SOURCE INFORMATION
────

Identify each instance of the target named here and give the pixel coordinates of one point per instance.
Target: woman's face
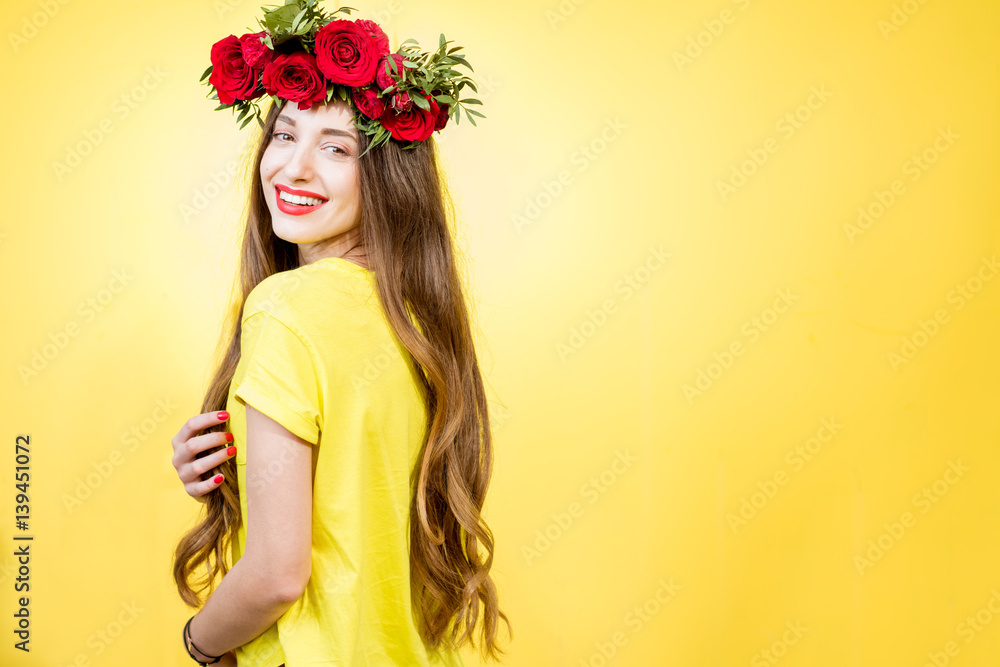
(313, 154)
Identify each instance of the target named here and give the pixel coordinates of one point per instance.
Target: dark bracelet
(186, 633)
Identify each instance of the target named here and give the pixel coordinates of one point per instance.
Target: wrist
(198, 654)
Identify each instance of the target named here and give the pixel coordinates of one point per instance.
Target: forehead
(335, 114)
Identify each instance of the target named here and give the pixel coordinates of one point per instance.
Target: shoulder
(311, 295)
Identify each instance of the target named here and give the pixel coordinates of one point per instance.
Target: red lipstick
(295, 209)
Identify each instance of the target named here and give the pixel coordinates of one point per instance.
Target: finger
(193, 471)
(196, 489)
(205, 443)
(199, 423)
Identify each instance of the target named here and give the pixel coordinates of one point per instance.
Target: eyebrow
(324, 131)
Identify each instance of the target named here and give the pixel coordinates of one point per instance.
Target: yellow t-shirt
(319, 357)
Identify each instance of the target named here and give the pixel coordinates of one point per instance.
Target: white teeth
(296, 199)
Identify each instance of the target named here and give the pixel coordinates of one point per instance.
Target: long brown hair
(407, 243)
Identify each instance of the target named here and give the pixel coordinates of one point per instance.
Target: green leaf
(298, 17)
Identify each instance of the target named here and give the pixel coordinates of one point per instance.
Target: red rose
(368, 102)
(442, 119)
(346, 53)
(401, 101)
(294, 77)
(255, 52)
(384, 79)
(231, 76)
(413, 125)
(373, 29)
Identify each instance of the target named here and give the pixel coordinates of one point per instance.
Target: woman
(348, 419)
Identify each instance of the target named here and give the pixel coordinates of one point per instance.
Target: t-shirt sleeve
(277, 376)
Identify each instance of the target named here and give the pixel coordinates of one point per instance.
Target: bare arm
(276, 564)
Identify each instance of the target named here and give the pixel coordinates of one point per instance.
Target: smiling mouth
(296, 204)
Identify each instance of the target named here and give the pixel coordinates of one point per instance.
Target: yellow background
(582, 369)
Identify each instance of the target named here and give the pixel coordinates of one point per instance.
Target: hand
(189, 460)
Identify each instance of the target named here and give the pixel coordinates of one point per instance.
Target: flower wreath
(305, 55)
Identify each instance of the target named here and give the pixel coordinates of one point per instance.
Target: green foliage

────

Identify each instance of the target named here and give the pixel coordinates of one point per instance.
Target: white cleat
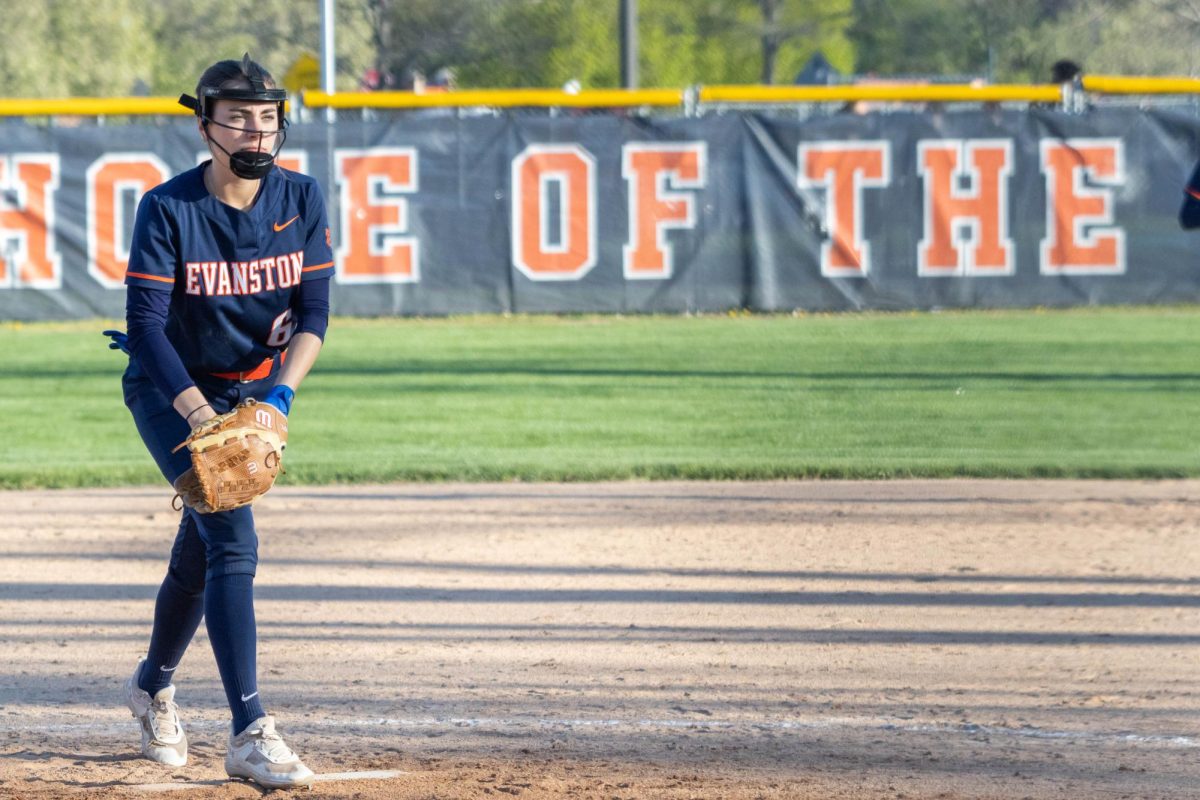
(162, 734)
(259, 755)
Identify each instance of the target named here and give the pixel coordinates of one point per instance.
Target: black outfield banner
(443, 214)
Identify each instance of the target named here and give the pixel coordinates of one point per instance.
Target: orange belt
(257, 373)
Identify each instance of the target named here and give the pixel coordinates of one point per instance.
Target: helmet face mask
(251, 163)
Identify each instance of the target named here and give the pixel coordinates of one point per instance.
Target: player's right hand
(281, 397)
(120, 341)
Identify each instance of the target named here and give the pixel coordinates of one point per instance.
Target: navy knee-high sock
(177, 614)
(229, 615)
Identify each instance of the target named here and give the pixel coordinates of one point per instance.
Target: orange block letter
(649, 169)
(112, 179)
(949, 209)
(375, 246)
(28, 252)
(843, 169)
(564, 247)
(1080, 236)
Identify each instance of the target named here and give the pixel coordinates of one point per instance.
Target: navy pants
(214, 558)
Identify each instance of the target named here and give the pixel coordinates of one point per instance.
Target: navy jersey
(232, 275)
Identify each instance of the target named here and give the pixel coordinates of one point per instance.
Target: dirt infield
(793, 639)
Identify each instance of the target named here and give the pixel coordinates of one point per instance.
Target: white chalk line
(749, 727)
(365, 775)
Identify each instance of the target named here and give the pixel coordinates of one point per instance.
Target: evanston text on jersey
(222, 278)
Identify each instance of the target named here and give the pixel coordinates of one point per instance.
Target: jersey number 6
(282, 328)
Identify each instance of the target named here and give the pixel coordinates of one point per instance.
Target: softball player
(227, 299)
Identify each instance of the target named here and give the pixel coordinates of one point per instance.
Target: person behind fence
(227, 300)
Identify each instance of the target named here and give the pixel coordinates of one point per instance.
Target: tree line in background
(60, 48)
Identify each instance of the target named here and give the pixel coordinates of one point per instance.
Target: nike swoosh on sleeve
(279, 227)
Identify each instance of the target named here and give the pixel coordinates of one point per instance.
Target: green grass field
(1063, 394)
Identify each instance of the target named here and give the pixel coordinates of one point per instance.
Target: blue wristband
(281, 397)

────

WHAT YOU WILL DO
Starting at the line that has "Target: yellow t-shirt" in the records above, restate word for word every line until the one that has "Target: green foliage", and include that one as well.

SOLUTION FOR THIS PROBLEM
Target: yellow t-shirt
(319, 357)
Identify each instance of the target named here and give the pixel coordinates of one point per instance.
Target: white teeth
(296, 199)
Identify each instance of the target named here and give the pixel coordinates of one point per instance.
Target: long brown hair
(407, 243)
Identify each instance of the target named here and give the pixel coordinates of one point per instance.
Target: green leaf
(298, 17)
Identify each instance of the target named here and give the pixel coordinates of one point per instance.
Target: red rose
(368, 102)
(442, 119)
(346, 53)
(401, 101)
(294, 77)
(255, 52)
(384, 79)
(231, 76)
(413, 125)
(373, 29)
Identify each instance of the target named here and give the pixel coordinates of one point per instance.
Target: woman
(348, 419)
Identify each instance of the target named here and give the pixel coordinates of one point per instance.
Target: t-shirt sleeve
(277, 376)
Identify each instance of the target named here and give the pixel coordinates of one point per instance.
Target: bare arm
(276, 564)
Identify each instance of the target named here and give the pixel coordinates of one point per instance.
Target: smiling mouth
(296, 204)
Identify each instance of the target named here and give the pixel coordinates of one point per instance.
Target: yellow background
(582, 369)
Identify each instance of the target named here and give the pixel coordinates of one point per instance.
Target: hand
(189, 460)
Identify each instance of the target named here and give the pixel coordinates of one point per instance.
Target: flower wreath
(305, 55)
Identify each instance of the target named here and give the pixel coordinates of one point per instance.
Target: green foliage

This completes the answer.